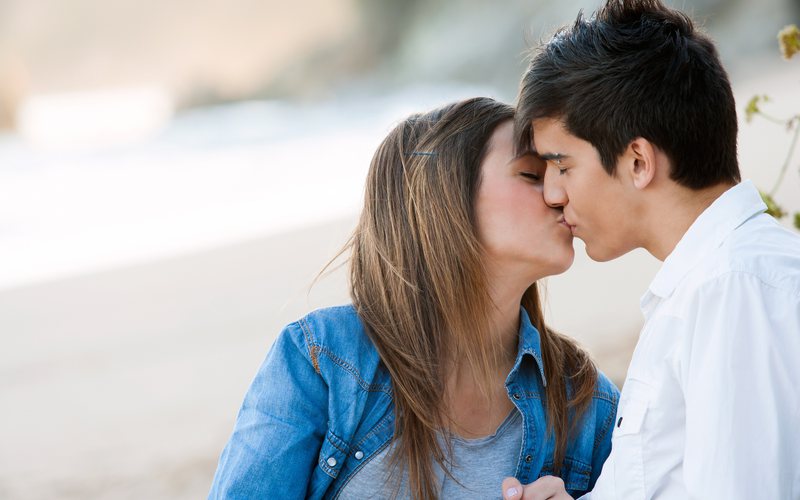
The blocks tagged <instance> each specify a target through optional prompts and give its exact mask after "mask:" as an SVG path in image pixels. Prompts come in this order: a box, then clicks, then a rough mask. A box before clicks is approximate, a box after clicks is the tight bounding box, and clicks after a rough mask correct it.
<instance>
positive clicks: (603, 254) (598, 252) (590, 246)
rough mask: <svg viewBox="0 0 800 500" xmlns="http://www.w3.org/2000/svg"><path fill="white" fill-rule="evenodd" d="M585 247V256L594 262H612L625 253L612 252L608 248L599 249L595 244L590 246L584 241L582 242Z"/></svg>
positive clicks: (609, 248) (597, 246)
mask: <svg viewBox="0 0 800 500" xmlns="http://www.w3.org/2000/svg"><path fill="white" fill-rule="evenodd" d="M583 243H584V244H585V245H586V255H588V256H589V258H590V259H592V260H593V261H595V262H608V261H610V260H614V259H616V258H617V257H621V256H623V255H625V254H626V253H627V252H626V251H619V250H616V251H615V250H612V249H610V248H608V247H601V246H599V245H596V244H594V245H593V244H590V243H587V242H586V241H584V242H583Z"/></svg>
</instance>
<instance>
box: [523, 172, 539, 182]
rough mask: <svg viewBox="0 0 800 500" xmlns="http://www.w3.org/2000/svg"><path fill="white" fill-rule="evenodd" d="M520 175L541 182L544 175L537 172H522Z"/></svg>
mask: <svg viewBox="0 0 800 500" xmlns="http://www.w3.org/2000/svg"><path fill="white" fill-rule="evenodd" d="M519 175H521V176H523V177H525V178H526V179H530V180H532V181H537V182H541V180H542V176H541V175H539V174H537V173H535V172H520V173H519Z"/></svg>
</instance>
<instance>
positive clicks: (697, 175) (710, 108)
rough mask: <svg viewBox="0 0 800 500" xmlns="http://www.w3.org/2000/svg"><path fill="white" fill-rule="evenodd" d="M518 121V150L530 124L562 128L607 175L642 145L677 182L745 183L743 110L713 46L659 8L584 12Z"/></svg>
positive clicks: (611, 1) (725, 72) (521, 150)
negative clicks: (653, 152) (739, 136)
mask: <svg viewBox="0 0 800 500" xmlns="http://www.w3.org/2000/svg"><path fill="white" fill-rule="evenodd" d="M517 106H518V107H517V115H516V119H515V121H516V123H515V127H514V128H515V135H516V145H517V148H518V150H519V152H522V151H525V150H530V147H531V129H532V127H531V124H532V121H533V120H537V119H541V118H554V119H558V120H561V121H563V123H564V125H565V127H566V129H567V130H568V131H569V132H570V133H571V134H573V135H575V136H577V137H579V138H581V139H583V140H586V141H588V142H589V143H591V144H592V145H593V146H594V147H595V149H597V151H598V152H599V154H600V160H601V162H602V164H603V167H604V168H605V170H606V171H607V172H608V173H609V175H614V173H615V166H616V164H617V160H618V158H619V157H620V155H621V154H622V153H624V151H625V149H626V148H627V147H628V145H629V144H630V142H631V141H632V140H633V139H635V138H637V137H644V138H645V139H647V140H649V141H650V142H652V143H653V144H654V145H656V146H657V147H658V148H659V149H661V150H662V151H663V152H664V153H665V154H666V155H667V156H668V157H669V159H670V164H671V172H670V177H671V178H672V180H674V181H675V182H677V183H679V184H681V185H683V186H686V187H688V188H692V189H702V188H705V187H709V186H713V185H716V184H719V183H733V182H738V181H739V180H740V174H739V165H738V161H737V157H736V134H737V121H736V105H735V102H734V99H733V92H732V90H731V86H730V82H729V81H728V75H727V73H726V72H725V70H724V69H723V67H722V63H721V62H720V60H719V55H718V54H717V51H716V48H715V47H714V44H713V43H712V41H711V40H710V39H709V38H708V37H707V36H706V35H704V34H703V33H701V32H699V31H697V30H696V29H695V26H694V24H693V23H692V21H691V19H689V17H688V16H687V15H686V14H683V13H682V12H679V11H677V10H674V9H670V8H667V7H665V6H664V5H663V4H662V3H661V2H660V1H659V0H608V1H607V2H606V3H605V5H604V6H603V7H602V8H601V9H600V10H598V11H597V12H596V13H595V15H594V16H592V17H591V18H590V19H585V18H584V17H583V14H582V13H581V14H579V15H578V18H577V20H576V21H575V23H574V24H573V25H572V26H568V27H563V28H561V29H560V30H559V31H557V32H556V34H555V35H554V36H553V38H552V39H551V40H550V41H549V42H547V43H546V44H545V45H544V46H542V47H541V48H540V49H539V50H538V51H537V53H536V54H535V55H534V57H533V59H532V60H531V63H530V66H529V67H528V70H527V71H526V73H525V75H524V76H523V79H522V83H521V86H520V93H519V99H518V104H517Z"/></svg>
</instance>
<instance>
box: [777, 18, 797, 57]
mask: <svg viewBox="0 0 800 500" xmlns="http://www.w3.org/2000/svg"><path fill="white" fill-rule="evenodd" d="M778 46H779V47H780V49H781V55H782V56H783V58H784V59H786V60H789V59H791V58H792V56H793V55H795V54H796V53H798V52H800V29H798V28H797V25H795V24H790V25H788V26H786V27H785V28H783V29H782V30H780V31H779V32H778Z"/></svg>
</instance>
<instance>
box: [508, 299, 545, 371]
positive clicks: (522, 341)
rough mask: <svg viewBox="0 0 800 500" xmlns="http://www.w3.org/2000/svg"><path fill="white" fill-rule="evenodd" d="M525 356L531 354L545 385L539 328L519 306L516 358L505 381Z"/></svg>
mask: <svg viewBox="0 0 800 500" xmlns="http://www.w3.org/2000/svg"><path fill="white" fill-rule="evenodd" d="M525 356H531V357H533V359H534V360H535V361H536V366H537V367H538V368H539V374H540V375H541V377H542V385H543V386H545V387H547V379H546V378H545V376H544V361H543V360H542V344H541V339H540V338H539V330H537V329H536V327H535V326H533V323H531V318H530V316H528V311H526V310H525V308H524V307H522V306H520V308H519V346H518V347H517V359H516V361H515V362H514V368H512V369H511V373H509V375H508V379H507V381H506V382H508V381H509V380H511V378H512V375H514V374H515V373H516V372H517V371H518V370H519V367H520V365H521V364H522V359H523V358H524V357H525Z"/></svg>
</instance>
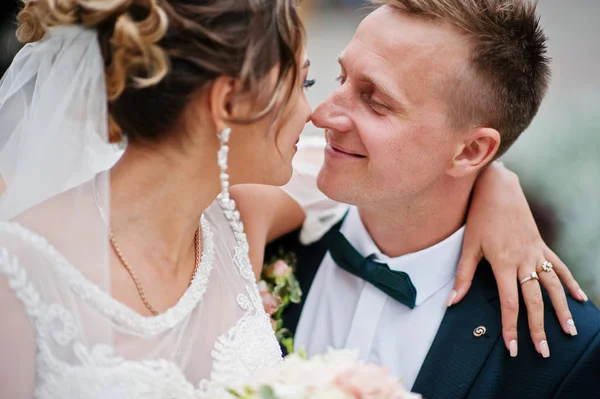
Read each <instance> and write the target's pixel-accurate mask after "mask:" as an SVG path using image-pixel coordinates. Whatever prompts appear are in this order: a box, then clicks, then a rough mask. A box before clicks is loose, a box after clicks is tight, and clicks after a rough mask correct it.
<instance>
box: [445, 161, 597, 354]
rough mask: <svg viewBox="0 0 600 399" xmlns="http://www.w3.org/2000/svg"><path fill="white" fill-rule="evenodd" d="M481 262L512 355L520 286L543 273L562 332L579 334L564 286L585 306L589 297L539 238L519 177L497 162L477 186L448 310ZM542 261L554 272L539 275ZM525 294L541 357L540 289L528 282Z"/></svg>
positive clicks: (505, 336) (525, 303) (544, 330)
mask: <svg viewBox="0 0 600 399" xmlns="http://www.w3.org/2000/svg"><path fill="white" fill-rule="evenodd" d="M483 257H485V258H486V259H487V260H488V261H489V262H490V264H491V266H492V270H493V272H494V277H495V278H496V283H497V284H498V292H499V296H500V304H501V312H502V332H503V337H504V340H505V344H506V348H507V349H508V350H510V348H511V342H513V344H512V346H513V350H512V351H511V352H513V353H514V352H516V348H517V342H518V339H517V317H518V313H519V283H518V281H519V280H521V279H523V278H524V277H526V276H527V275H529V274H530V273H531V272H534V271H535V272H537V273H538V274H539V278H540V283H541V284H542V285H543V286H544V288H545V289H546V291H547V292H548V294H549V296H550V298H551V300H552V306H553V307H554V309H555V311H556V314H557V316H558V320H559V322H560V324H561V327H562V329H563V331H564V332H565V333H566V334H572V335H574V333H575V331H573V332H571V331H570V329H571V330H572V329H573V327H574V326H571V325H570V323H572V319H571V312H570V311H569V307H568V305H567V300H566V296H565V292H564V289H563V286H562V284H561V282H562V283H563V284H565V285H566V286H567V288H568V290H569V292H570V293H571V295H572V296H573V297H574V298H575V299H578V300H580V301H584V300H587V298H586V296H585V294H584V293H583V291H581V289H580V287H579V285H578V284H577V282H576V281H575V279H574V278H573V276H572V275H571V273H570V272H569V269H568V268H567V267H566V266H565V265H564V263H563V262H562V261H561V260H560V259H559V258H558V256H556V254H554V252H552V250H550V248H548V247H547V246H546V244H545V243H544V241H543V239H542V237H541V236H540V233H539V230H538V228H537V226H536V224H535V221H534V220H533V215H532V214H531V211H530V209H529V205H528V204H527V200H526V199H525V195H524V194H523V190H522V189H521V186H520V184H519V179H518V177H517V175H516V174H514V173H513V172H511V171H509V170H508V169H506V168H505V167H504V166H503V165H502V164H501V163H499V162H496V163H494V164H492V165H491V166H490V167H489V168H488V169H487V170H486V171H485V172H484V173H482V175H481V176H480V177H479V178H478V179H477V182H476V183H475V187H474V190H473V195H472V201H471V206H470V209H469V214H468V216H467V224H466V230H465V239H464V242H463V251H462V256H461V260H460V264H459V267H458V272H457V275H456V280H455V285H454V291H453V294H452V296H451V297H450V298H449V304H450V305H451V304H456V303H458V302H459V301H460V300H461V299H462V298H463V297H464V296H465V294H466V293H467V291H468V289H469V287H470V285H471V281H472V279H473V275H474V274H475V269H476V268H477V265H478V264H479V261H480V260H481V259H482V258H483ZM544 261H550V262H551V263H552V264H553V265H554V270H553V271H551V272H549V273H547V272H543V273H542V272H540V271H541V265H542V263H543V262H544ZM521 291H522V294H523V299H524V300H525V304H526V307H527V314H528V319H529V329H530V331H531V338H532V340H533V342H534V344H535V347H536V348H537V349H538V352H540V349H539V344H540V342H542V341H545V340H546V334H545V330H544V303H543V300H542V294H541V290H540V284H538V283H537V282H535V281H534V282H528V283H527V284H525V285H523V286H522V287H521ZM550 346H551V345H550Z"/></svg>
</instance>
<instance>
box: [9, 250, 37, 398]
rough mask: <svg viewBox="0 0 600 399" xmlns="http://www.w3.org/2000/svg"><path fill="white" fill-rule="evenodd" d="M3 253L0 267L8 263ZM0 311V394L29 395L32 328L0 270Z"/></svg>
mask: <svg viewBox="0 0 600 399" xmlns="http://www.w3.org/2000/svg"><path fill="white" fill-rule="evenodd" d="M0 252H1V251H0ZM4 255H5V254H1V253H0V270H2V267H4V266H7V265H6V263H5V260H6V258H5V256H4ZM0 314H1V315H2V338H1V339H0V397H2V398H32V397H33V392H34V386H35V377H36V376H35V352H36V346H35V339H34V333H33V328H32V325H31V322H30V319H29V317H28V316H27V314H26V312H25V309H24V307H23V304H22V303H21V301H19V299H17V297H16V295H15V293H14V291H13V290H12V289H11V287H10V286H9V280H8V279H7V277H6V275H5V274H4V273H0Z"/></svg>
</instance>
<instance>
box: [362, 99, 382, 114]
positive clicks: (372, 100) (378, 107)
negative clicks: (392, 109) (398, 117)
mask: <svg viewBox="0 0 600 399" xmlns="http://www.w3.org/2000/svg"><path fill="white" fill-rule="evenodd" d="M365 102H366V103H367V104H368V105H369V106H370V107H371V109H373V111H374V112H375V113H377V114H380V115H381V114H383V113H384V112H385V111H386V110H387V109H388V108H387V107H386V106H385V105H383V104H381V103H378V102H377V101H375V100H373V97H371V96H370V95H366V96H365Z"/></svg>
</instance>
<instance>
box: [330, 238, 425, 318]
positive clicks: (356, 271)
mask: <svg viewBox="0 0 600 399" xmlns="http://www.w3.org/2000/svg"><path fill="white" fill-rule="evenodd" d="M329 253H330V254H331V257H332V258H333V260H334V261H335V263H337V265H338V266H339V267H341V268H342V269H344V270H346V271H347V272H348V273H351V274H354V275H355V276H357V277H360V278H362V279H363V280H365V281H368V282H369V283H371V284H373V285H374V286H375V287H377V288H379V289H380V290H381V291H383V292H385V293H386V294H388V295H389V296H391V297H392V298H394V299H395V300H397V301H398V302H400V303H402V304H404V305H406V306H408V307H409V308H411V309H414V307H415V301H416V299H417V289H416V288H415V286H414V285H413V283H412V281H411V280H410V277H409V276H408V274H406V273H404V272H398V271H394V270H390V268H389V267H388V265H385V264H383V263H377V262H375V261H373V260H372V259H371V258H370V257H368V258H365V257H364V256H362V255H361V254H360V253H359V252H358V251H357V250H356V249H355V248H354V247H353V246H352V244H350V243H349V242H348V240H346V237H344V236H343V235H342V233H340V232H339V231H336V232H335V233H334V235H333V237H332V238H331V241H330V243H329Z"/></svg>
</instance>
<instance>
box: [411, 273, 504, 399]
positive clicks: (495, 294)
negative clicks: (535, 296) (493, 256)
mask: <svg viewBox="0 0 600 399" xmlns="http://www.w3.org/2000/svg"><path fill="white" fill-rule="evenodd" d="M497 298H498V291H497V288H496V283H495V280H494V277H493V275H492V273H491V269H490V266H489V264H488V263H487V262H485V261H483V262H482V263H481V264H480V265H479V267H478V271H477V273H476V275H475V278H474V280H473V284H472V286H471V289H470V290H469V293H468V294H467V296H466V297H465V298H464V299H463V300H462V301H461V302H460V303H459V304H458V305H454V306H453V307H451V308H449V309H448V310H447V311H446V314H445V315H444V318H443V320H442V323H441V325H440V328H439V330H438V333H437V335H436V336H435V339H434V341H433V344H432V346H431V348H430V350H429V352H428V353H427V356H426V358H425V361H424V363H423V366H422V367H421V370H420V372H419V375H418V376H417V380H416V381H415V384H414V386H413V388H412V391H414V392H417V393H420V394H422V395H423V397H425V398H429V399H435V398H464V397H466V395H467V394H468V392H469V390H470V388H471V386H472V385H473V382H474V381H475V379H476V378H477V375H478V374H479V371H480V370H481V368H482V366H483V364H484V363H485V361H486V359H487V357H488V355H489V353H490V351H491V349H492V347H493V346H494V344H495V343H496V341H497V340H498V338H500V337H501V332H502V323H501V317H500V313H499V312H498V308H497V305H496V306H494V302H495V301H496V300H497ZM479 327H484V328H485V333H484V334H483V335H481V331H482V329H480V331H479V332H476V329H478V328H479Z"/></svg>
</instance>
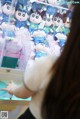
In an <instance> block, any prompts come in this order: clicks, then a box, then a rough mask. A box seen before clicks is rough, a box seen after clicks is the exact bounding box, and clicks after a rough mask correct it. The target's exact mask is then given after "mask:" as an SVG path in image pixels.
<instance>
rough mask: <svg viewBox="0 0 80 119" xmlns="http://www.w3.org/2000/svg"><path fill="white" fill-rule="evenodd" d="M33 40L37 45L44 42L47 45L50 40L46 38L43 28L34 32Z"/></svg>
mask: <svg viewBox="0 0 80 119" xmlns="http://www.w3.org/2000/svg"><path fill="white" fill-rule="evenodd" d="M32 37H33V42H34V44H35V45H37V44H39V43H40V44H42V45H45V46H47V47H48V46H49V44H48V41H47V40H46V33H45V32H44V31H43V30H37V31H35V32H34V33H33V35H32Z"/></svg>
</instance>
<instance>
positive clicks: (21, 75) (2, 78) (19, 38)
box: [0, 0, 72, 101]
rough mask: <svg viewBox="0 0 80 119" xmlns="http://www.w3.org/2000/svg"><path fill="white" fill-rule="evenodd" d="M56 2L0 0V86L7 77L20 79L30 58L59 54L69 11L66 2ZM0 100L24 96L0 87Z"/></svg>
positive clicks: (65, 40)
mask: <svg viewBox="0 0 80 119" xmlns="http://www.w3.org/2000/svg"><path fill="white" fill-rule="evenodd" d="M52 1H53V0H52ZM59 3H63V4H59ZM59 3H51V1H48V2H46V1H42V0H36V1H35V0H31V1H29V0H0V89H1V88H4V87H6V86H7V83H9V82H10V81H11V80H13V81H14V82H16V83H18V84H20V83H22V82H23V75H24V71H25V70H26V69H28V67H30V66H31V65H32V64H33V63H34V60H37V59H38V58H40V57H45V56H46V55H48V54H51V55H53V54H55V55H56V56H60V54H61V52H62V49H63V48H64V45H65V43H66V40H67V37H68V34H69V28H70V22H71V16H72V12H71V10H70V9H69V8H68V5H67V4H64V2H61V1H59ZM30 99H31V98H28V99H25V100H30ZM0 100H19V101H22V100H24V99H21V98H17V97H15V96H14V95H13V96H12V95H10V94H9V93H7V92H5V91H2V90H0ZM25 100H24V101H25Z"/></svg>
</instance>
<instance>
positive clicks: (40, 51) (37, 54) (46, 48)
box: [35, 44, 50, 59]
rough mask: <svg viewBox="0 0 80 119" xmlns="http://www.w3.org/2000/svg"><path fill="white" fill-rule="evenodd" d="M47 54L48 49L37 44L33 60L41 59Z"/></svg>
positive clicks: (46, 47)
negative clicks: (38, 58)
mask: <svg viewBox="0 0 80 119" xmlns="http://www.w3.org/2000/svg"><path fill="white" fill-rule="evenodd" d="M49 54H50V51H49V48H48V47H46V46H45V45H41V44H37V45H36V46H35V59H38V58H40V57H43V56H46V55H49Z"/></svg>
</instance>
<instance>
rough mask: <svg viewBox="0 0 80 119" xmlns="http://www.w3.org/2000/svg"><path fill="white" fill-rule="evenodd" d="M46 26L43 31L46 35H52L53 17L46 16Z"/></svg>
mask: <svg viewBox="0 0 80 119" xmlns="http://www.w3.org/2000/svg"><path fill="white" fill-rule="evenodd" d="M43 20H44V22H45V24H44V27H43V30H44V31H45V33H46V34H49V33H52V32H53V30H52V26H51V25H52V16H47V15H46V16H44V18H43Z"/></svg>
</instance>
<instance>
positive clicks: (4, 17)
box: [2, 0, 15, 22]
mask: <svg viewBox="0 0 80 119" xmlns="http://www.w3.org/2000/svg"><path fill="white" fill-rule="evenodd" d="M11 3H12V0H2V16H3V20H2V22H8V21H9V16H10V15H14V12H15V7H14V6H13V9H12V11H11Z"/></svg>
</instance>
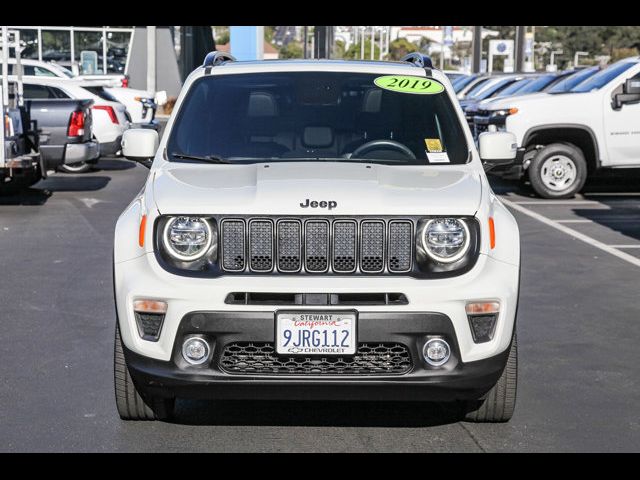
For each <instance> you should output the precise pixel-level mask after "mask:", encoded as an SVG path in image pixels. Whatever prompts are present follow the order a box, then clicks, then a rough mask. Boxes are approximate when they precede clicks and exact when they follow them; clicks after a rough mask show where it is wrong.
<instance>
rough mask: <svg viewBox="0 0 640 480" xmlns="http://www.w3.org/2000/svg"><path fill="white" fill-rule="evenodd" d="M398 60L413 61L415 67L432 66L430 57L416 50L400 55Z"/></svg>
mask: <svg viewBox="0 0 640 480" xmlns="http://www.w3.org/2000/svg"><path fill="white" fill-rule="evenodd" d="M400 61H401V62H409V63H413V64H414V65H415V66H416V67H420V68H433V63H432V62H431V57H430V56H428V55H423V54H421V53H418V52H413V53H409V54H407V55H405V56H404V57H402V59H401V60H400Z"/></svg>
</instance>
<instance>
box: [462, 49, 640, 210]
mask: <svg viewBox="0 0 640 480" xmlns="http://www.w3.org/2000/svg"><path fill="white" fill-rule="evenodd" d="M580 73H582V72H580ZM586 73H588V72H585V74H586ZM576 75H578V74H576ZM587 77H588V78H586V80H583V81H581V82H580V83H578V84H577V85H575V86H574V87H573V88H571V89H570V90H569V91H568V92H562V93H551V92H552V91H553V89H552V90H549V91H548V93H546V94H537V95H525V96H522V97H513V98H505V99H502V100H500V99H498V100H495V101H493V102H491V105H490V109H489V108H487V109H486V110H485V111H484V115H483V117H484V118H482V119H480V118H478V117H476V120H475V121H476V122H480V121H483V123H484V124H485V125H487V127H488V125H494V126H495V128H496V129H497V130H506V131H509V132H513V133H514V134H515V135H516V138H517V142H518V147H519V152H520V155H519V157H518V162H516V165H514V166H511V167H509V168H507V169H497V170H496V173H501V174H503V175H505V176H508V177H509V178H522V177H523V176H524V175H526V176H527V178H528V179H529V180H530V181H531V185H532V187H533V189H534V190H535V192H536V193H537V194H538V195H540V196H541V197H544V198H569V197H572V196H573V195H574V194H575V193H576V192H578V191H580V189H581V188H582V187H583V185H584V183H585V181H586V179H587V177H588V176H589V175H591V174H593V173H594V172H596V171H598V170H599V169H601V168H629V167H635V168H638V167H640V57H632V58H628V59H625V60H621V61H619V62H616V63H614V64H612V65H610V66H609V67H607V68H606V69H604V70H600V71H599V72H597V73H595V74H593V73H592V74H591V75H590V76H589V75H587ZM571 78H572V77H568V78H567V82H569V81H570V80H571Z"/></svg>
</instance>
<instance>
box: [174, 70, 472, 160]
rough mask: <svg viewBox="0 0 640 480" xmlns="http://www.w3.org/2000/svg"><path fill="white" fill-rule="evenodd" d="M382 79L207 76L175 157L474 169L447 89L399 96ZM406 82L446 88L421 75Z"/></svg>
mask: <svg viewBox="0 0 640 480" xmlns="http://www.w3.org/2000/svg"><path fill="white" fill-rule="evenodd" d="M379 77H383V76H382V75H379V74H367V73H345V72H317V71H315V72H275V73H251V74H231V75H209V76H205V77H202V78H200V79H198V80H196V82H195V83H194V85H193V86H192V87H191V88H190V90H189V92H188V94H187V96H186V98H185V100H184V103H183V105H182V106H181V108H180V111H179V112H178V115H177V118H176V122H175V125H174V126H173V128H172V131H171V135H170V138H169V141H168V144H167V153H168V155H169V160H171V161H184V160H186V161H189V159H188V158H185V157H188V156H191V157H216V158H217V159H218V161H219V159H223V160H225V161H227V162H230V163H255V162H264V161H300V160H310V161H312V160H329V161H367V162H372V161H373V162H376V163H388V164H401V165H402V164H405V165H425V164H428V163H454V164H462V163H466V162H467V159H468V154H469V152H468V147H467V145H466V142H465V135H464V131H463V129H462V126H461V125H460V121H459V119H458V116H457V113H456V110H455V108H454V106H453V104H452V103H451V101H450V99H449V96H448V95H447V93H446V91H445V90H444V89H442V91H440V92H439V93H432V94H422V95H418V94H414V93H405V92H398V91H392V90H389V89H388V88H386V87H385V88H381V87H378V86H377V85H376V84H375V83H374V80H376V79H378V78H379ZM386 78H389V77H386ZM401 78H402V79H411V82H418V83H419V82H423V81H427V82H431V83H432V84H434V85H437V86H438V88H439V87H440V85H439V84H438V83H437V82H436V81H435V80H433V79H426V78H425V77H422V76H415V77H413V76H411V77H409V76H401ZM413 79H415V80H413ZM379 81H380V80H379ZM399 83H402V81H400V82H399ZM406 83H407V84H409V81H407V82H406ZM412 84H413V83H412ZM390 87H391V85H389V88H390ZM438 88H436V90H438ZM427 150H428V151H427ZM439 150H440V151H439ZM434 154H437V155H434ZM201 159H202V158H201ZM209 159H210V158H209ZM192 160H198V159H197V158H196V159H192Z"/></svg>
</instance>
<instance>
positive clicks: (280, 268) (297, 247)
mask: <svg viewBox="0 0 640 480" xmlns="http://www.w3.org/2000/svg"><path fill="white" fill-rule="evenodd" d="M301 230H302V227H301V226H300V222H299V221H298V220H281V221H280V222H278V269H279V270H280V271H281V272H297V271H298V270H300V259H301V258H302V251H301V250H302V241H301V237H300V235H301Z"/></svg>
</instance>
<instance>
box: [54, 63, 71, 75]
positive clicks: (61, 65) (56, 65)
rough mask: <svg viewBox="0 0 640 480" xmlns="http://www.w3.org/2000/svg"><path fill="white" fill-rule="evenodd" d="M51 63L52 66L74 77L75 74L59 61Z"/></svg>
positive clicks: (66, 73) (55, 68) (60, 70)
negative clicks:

=======

▸ **WORK ITEM**
Give back, exactly as written, the stretch from the line with "positive clicks: (280, 268) (297, 247)" through the line with "positive clicks: (66, 73) (55, 68) (60, 70)", and no other lines from the records above.

▸ **ANSWER AREA**
positive clicks: (280, 268) (297, 247)
mask: <svg viewBox="0 0 640 480" xmlns="http://www.w3.org/2000/svg"><path fill="white" fill-rule="evenodd" d="M301 230H302V227H301V226H300V222H299V221H298V220H281V221H280V222H278V269H279V270H280V271H281V272H297V271H298V270H300V259H301V258H302V251H301V250H302V241H301V237H300V235H301Z"/></svg>
</instance>
<instance>
box: [54, 63, 71, 75]
positive clicks: (61, 65) (56, 65)
rough mask: <svg viewBox="0 0 640 480" xmlns="http://www.w3.org/2000/svg"><path fill="white" fill-rule="evenodd" d="M51 63L52 66L74 77L75 74L59 61Z"/></svg>
positive clicks: (66, 73) (55, 68) (60, 70)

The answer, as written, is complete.